Exercise » Could you filter the listing for lines with the word "tree" and return them?

==== Data provided

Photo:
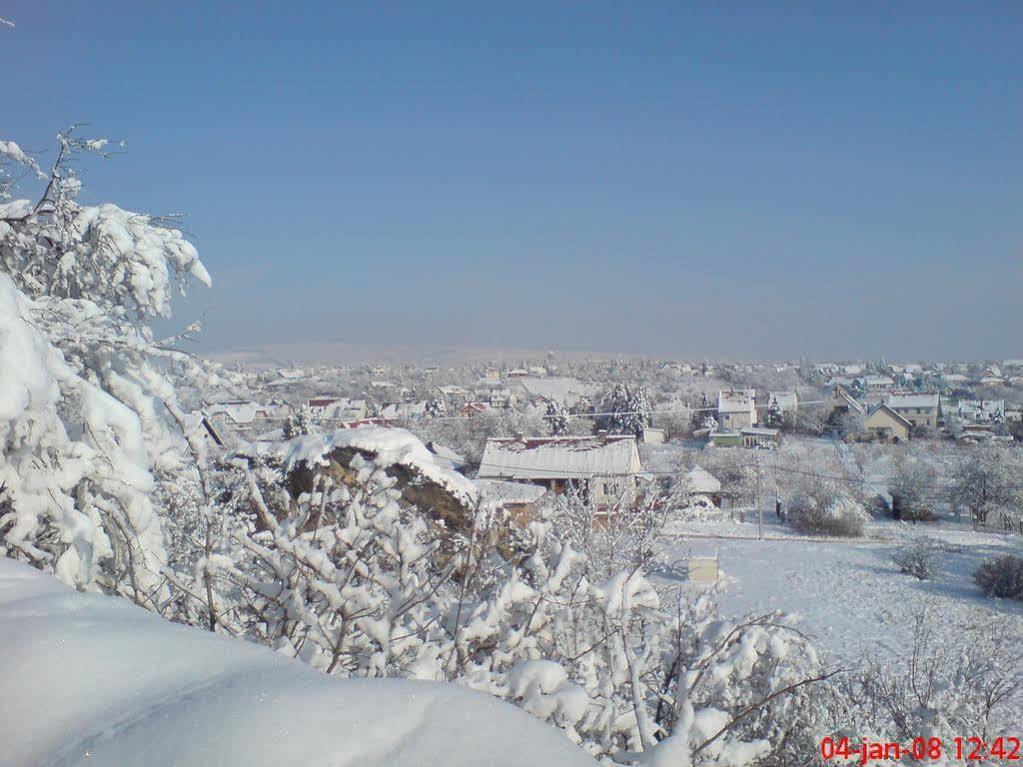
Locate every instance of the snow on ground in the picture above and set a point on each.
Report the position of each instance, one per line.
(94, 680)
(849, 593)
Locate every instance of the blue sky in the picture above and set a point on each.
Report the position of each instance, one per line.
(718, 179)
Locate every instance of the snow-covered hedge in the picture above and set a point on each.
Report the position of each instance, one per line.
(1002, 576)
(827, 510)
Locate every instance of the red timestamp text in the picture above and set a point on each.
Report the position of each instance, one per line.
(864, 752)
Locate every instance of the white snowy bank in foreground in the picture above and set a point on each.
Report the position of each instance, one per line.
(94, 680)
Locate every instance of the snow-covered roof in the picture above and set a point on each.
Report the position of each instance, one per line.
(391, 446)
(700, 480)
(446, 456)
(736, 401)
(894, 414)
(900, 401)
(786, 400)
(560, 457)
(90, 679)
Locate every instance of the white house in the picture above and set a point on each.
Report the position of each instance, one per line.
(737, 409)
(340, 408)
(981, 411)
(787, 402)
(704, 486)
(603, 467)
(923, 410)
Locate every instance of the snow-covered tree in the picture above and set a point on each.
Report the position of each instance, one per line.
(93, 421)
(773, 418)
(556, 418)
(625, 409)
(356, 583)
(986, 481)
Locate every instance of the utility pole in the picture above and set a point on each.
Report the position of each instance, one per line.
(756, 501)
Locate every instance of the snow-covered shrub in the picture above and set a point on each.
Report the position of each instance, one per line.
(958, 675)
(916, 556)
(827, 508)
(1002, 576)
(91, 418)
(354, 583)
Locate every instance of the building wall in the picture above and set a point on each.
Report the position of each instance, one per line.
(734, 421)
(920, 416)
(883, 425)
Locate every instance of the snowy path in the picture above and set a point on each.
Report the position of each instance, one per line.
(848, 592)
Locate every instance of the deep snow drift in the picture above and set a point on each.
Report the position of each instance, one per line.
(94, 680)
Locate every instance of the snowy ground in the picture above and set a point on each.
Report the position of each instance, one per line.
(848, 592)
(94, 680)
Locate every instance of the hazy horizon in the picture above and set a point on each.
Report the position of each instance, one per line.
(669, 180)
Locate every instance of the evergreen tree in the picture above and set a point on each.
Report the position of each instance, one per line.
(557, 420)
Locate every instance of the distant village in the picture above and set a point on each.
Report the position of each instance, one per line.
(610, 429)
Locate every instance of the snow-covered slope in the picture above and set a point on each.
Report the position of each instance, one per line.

========
==== Data provided

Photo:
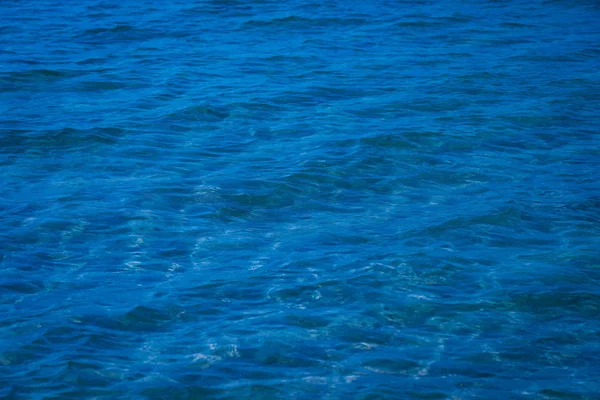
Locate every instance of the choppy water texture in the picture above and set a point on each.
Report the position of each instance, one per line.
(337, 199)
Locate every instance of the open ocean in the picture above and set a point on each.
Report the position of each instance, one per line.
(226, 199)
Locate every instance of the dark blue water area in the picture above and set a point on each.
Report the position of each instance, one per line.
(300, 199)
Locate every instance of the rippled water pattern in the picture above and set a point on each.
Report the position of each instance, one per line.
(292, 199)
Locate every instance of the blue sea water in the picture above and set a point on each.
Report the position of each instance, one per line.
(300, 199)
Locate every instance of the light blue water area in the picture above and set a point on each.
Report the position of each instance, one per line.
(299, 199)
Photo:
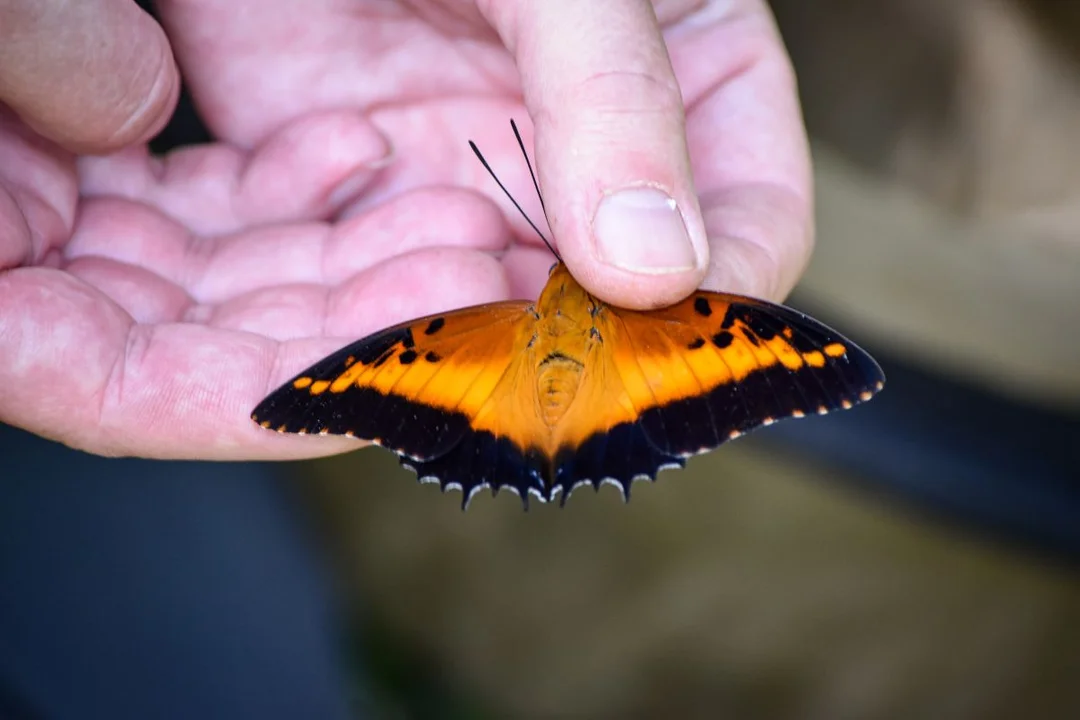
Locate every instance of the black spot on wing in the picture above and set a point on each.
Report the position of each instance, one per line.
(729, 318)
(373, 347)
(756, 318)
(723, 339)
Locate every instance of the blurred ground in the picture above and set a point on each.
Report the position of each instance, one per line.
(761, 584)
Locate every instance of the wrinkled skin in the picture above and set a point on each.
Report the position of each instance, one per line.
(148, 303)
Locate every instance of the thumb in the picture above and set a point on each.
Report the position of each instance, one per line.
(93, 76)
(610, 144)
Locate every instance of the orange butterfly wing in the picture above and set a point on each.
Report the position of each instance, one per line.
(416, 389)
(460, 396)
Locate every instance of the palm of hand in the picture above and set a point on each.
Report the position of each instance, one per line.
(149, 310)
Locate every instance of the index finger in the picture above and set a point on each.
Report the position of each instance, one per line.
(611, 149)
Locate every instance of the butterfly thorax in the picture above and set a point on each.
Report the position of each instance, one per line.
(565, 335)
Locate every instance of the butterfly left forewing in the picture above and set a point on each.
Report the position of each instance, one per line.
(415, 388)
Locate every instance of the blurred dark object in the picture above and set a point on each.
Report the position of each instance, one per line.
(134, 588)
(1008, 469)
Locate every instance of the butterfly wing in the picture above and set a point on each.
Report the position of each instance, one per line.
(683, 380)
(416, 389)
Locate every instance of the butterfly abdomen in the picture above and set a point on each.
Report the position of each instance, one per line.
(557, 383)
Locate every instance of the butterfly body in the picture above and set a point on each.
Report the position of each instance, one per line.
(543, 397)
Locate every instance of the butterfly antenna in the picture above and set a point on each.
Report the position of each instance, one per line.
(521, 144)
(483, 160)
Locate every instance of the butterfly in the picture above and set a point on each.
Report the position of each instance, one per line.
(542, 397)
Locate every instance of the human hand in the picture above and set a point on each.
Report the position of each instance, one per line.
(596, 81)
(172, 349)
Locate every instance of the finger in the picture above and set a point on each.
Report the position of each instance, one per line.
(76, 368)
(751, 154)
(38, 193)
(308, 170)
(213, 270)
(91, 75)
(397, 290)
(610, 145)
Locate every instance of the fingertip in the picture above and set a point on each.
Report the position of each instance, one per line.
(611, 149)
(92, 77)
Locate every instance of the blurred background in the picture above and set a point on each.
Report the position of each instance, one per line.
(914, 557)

========

Task output »
Locate every instance of the snow-covered tree in the picture above and set a point on each.
Locate every instance of the evergreen tree in the picture above and set a point on each.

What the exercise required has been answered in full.